**GOAL**
Reproduce the listing that follows with no differences at all.

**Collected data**
-- start --

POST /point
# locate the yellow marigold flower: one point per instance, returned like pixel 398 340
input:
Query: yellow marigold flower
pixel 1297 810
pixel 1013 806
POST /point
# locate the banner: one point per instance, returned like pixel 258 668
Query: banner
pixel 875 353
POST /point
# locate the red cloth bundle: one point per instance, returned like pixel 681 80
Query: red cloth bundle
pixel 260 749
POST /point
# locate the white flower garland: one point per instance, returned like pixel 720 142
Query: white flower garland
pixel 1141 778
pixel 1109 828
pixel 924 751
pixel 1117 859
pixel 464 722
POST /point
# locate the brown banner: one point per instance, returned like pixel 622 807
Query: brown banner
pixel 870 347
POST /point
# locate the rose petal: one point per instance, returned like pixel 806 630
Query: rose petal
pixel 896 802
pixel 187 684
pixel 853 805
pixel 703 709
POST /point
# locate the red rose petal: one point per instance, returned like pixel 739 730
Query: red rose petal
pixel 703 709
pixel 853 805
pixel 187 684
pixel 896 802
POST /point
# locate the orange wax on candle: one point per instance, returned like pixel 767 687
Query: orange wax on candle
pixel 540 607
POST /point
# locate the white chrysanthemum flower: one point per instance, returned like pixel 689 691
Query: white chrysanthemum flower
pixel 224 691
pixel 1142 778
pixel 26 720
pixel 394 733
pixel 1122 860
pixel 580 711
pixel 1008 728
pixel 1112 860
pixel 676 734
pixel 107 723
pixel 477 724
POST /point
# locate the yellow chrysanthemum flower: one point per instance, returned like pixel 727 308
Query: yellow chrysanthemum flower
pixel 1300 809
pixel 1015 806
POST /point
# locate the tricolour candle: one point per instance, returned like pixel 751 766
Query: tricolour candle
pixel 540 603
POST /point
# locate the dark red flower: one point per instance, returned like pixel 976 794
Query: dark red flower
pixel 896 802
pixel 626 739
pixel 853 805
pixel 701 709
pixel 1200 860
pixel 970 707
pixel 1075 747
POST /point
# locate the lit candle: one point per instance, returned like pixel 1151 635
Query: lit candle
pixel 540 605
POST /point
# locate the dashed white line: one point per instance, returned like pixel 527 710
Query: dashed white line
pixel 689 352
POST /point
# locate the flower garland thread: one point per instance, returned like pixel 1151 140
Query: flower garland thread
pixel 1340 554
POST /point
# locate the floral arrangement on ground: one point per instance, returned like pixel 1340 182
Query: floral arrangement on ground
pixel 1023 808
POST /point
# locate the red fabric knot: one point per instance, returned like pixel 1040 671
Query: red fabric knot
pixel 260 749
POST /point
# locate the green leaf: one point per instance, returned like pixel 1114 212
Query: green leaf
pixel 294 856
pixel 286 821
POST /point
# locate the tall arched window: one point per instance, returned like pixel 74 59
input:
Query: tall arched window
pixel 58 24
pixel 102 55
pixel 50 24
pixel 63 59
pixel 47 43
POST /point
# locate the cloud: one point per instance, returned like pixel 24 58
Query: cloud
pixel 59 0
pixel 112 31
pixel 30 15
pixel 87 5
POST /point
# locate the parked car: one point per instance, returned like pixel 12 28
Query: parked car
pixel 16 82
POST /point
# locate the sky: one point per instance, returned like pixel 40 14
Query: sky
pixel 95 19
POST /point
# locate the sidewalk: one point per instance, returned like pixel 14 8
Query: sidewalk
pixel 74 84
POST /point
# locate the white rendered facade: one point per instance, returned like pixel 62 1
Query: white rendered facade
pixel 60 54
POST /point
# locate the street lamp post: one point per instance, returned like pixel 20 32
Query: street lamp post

-- end --

**TASK RESPONSE**
POST /point
# locate the yellow marigold flower: one point per instance, returned like pixel 398 340
input:
Query: yellow marigold flower
pixel 1297 810
pixel 1013 806
POST /point
# locate the banner: one point per instance, returned like pixel 258 668
Query: banner
pixel 875 353
POST /point
# locate the red cloth bundle: one point per instance, returned like pixel 681 80
Query: red cloth bundle
pixel 260 749
POST /point
# locate the white flower garland: one point per instance, returned like pixel 720 142
Query: white flower garland
pixel 1141 778
pixel 1109 828
pixel 924 751
pixel 1117 859
pixel 464 722
POST /point
# locate the brown banner: one point per instance, returned like pixel 622 807
Query: brown banner
pixel 870 347
POST /point
# locate the rose petal: one point per instance, returned like pixel 806 630
Query: rose petal
pixel 896 802
pixel 187 684
pixel 853 805
pixel 703 709
POST /point
# locate the red rose petal: one point per instance, returned like pixel 739 730
Query: red rose petal
pixel 703 709
pixel 853 805
pixel 187 684
pixel 896 802
POST /point
# locate the orange wax on candle: one point per instance, returned like pixel 767 687
Query: orange wax on candle
pixel 540 607
POST /point
# locate the white chrysanthemum flower: one point per instance, returned like pixel 689 691
Query: white chrysanthemum flower
pixel 224 691
pixel 1142 778
pixel 26 720
pixel 394 733
pixel 1122 860
pixel 580 711
pixel 1008 728
pixel 1112 860
pixel 676 734
pixel 107 723
pixel 477 724
POST /point
# locate the yellow chrysanthemum flower: one point per instance, returned like pixel 727 308
Query: yellow chrysanthemum flower
pixel 1300 809
pixel 1015 806
POST /point
# locate the tricolour candle: one point per instance, returned like pixel 751 766
Query: tricolour candle
pixel 540 603
POST /point
# locate the dark red flower: one point per instance, returned like pixel 976 794
Query: dark red flower
pixel 896 802
pixel 626 739
pixel 853 805
pixel 701 709
pixel 1200 860
pixel 970 707
pixel 1075 747
POST /point
# locate the lit candle: one point per instance, returned like pixel 1151 635
Query: lit candle
pixel 540 605
POST /point
# locate the dashed white line: one point per instance, returned like pixel 527 710
Query: dashed white line
pixel 689 352
POST /point
# locate the flower garland thread: one point per instance, returned like pixel 1151 140
Query: flower garland thread
pixel 1340 554
POST /point
# locate the floral arrangement on ground: one point per instance, returned like pixel 1340 182
Query: floral arrangement on ground
pixel 1023 808
POST /point
# locate the red fabric knot: one point per instance, returned like pixel 1040 671
Query: red fabric knot
pixel 260 749
POST /point
# locate the green leaf: one point per instance, returned like pixel 1114 212
Query: green leaf
pixel 294 856
pixel 286 821
POST /point
# locate the tall arched window: one point per instance, returned like pixel 74 59
input:
Query: tall arched window
pixel 58 24
pixel 102 55
pixel 50 24
pixel 63 59
pixel 47 43
POST /point
# locate the cloud: one point per instance, returned like pixel 24 58
Query: cloud
pixel 59 0
pixel 112 31
pixel 30 15
pixel 87 5
POST /point
# locate the parked car: one point per instance, returned like pixel 12 28
Query: parked car
pixel 16 82
POST /point
# locate the sky: one point per instance, returned like pixel 40 14
Query: sky
pixel 95 19
POST /point
# locate the sidewalk: one point per instance, returned like pixel 14 8
Query: sidewalk
pixel 74 84
POST /point
# locate the white rendered facade: one point per instance, returned like pixel 62 1
Query: white rendered facade
pixel 60 54
POST /point
# locate the street lamp post: one point per instance, returned like pixel 20 32
Query: street lamp post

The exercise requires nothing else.